━━━ Records for the exercise

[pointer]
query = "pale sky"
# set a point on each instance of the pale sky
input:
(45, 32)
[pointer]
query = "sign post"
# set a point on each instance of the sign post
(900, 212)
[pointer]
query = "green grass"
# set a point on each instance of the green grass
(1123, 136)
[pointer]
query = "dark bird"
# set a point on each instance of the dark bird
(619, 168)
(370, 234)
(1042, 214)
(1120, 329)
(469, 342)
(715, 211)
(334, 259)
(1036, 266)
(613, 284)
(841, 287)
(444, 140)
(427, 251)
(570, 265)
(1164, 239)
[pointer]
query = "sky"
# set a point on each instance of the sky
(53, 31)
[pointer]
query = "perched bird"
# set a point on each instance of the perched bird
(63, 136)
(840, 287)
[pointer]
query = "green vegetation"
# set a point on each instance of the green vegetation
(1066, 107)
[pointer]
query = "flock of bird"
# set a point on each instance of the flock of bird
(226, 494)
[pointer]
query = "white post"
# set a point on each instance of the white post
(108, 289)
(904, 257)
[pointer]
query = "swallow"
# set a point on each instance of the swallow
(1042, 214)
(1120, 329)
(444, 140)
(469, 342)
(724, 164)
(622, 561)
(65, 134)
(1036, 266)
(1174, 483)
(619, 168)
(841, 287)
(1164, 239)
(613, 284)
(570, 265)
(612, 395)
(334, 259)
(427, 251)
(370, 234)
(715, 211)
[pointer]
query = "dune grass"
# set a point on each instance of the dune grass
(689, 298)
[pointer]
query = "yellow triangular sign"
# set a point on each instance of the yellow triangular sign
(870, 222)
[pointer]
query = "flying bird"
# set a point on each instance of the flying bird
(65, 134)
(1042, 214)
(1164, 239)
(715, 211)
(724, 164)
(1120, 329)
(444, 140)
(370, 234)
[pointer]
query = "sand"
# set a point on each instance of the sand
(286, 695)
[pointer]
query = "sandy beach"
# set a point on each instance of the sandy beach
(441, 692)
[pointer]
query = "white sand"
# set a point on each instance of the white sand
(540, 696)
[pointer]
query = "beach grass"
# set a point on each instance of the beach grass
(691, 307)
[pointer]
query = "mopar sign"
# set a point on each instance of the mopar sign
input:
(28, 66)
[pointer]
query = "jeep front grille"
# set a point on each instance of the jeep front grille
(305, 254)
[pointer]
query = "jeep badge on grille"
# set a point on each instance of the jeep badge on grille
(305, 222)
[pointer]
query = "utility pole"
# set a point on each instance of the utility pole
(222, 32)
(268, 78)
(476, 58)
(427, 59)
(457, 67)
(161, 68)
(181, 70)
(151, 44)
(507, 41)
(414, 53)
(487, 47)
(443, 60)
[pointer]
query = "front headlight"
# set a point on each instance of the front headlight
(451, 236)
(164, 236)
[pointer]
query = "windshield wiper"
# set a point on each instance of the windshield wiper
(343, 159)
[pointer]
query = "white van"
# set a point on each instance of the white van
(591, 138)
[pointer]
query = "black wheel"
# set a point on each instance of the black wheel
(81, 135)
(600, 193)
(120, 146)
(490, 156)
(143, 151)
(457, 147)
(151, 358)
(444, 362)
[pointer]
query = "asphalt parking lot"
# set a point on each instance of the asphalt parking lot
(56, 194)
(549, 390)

━━━━━━

Emit the full listing verbatim.

[pointer]
query = "pale sky"
# set a point on each instance of the pale sky
input:
(45, 32)
[pointer]
query = "sign post"
# set a point on each instance of the sign post
(900, 212)
[pointer]
query = "green grass"
# set a point on each instance of the green grass
(1123, 136)
[pointer]
query = "dark bird"
# set a point on each instance of the dark bird
(619, 168)
(370, 234)
(1042, 214)
(1120, 329)
(469, 342)
(715, 211)
(334, 259)
(1036, 266)
(613, 284)
(841, 287)
(444, 140)
(427, 251)
(570, 265)
(1164, 239)
[pointer]
query = "sky"
# set a point on each instance of the sky
(53, 31)
[pointer]
query = "perched bird"
# set a point on each instance of the perched bird
(63, 136)
(840, 287)
[pointer]
query = "green vegetation"
# set a point on each instance of the green vegetation
(1066, 107)
[pointer]
query = "flock of bird"
# set a point on each instance of the flock of bird
(226, 494)
[pointer]
query = "white post"
# set a point on each instance of the white post
(108, 289)
(904, 257)
[pointer]
query = "swallow"
# set a point on each instance of the swallow
(1042, 214)
(1120, 329)
(444, 140)
(469, 342)
(724, 164)
(622, 561)
(65, 134)
(1036, 266)
(1174, 483)
(619, 168)
(841, 287)
(1164, 239)
(613, 284)
(570, 265)
(612, 395)
(334, 259)
(427, 251)
(370, 234)
(715, 211)
[pointer]
query = "dune grass"
# set a point on each instance of the dune grass
(689, 298)
[pointer]
query = "yellow triangular sign"
# set a point on each instance of the yellow triangular sign
(870, 222)
[pointer]
query = "flying bird"
# set a point on each instance of the flying bird
(65, 134)
(1042, 214)
(1164, 239)
(715, 211)
(724, 164)
(1120, 329)
(444, 140)
(370, 234)
[pointer]
query = "sand"
# set a point on each instance of the sand
(286, 695)
[pointer]
query = "sandy beach"
# set a point on each instance of the sandy beach
(441, 692)
[pointer]
query = "white sand"
# set a point on each instance of the white sand
(540, 696)
[pointer]
query = "beach grass"
# set a point on each instance of the beach grass
(691, 307)
[pointer]
query = "mopar sign"
# set a point on each instance of the mopar sign
input:
(28, 66)
[pointer]
query = "jeep front grille"
# set a point on each instance of the jeep front grille
(305, 254)
[pointer]
query = "jeep badge on grille"
# set a point on each instance of the jeep badge on grille
(305, 222)
[pointer]
query = "utility pole"
# set a point on each instance of the utility pole
(222, 32)
(268, 78)
(476, 58)
(427, 59)
(457, 67)
(161, 68)
(181, 70)
(151, 44)
(507, 41)
(414, 53)
(487, 47)
(443, 60)
[pointer]
query = "front headlight"
# set a point on each instance of the front headlight
(451, 236)
(164, 236)
[pointer]
query = "windshield wiper"
# set a point on each instance of the windshield wiper
(343, 159)
[pointer]
query = "white van"
# set a point on each instance of the white van
(591, 138)
[pointer]
query = "black wheel"
# set a point on each instance of the black wheel
(81, 135)
(600, 193)
(120, 146)
(490, 156)
(143, 151)
(457, 147)
(151, 358)
(444, 362)
[pointer]
query = "asphalt parking lot"
# set a point on each instance of the asphalt parking lot
(56, 194)
(549, 390)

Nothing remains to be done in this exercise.